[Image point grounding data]
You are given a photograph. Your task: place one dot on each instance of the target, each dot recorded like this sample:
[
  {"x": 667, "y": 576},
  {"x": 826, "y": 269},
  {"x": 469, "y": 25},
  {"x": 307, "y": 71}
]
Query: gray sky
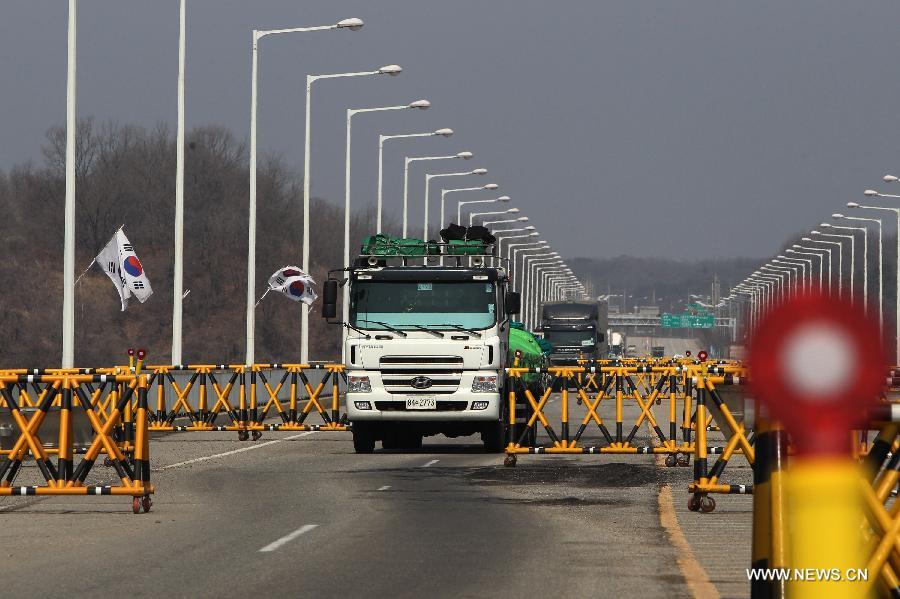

__TASK ITEM__.
All of the entries must be reproduced exactly, with no pictures kept.

__THE ANSWER__.
You are given a photograph. Your task: place one dot on each instance of the target, each dot recorded like this sample:
[
  {"x": 667, "y": 576},
  {"x": 826, "y": 269},
  {"x": 469, "y": 25},
  {"x": 307, "y": 71}
]
Query: gray sky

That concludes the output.